*** Opening Task material ***

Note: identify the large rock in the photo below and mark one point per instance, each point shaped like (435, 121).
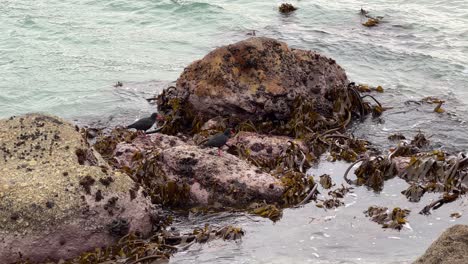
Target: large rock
(58, 198)
(181, 174)
(270, 149)
(256, 79)
(450, 248)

*** Closing Task material ***

> _Directions_: Each line above gets copied exactly; leave the pictures out.

> _Output for this exercise_:
Note: identify the large rock in the photo below and mark one point per instance, each point shaped like (435, 121).
Target: large rock
(58, 198)
(181, 174)
(270, 149)
(256, 79)
(450, 248)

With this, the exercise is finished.